# What is expected
Could you reproduce the material below word for word, every line of it?

::::::::::

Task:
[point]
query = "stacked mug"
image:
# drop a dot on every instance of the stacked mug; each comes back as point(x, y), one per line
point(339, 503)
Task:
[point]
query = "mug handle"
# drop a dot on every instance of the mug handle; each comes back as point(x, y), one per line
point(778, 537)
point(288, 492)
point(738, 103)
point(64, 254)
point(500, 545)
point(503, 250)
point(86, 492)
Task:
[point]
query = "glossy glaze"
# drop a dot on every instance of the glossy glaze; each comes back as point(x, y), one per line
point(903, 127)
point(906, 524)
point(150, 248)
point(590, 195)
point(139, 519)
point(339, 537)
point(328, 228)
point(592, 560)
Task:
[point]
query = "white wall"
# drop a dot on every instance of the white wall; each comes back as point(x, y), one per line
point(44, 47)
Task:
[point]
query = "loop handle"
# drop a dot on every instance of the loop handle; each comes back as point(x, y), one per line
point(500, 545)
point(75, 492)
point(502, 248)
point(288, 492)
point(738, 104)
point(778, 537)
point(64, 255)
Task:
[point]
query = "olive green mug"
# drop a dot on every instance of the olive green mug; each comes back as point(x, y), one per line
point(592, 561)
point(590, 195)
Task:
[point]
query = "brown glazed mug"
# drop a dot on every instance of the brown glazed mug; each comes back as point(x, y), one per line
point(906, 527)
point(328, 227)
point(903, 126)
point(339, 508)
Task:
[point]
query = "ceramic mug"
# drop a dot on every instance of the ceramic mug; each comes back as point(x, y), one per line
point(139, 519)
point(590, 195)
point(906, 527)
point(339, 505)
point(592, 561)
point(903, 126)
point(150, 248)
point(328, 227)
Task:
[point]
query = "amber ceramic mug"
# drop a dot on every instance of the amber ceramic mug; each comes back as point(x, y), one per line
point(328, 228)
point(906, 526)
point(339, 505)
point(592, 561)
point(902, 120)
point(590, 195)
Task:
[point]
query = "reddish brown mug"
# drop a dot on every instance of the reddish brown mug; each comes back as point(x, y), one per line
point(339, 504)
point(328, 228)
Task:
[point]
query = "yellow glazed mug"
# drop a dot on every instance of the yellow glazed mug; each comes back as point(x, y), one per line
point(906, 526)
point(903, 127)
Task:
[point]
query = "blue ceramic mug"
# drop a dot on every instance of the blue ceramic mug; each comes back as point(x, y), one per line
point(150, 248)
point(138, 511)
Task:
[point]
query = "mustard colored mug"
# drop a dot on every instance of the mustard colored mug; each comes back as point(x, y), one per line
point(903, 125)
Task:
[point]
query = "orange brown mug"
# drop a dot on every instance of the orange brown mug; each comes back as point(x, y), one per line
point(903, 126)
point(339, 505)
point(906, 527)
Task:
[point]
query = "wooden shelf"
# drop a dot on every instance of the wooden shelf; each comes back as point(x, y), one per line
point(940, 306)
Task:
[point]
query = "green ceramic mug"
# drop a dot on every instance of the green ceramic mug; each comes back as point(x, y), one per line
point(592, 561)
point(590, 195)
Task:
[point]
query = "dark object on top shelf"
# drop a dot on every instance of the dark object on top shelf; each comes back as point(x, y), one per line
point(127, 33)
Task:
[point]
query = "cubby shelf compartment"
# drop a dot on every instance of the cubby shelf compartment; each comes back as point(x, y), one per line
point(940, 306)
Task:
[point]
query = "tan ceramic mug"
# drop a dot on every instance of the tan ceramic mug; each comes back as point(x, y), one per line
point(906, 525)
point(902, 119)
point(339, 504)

::::::::::

# Answer below
Task:
[point]
query = "stacked mug"
image:
# drop a dot on every instance of the stacked mug; each comes back as point(x, y), one per line
point(339, 503)
Task:
[point]
query = "mug handle"
# drop a dot on every instance of the mug handle; each comes back as point(x, y), one per line
point(778, 537)
point(288, 492)
point(738, 103)
point(64, 254)
point(500, 545)
point(503, 250)
point(86, 492)
Task:
[point]
query = "glossy glaze"
# drop a dot on every instance of the glossy glaze; each comes back as point(x, y), one per line
point(903, 127)
point(906, 524)
point(150, 248)
point(590, 195)
point(139, 519)
point(339, 537)
point(328, 228)
point(592, 560)
Task:
[point]
query = "white wall"
# drop a dot on every instance of the white wall; each comes back as point(x, y), one per line
point(44, 47)
Task:
[point]
query = "loop handle"
# drop a dot on every instance of the loop handle; each comes back as point(x, y), one per line
point(500, 545)
point(75, 492)
point(502, 248)
point(288, 492)
point(738, 104)
point(778, 537)
point(64, 255)
Task:
[point]
query = "olive green mug"
# drop a dot on every instance of the olive green mug; each comes back as point(x, y), one per line
point(592, 561)
point(590, 195)
Task:
[point]
query = "brown glazed mug"
# drop a dot on every instance of the brown glazed mug; each comes back as point(x, y), one per line
point(906, 527)
point(328, 227)
point(903, 126)
point(339, 508)
Task:
[point]
query = "ceramic mug"
# drop a dot on every instance of the ceramic mug; each comes back as point(x, y), one per line
point(139, 519)
point(590, 195)
point(906, 527)
point(339, 505)
point(592, 561)
point(903, 126)
point(150, 248)
point(328, 227)
Task:
[point]
query = "amber ceramic mug"
# drop a dot on every instance of the amber ceramic mug; each comes back as point(x, y), one per line
point(328, 228)
point(906, 526)
point(339, 505)
point(592, 561)
point(902, 120)
point(590, 195)
Task:
[point]
query = "reddish brown mug"
# drop a dot on every instance of the reddish brown mug; each comes back as point(x, y), one per line
point(339, 504)
point(328, 228)
Task:
[point]
query = "yellow glazed mug"
# drop a dot on every instance of the yellow glazed mug; each comes back as point(x, y), one per line
point(906, 526)
point(903, 127)
Task:
[point]
query = "blue ceramic mug"
# drop a dot on every instance of the blue ceramic mug; each comes back as point(x, y), one per line
point(150, 248)
point(138, 511)
Task:
[point]
query = "mustard colored mug"
# drop a dot on every instance of the mustard colored mug; each comes back as point(x, y), one per line
point(903, 125)
Task:
[point]
query = "orange brown mug"
# drop a dot on every instance of the orange brown mug; each comes back as point(x, y), one per line
point(903, 126)
point(339, 505)
point(906, 527)
Task:
[point]
query = "wooden shelf"
# drop a dot on every instance of the wooden shelf; each comes back as point(x, y), one per line
point(940, 306)
Task:
[point]
query = "green ceramic mug"
# drop a dot on every instance of the green ceramic mug; each comes back as point(x, y), one per line
point(592, 561)
point(590, 195)
Task:
[point]
query = "dark object on top shelf"
# drop a dot on every instance of the dark object on top shelf; each comes back as point(x, y), one per line
point(127, 33)
Task:
[point]
query = "cubby shelf compartment"
# drop a dot on every instance of the cubby shelf compartment; each comes back as point(x, y), one per line
point(940, 306)
Task:
[point]
query = "tan ceramic mug"
# drop a dot on every instance of the tan ceramic mug; each comes back as point(x, y), one per line
point(906, 525)
point(902, 119)
point(339, 504)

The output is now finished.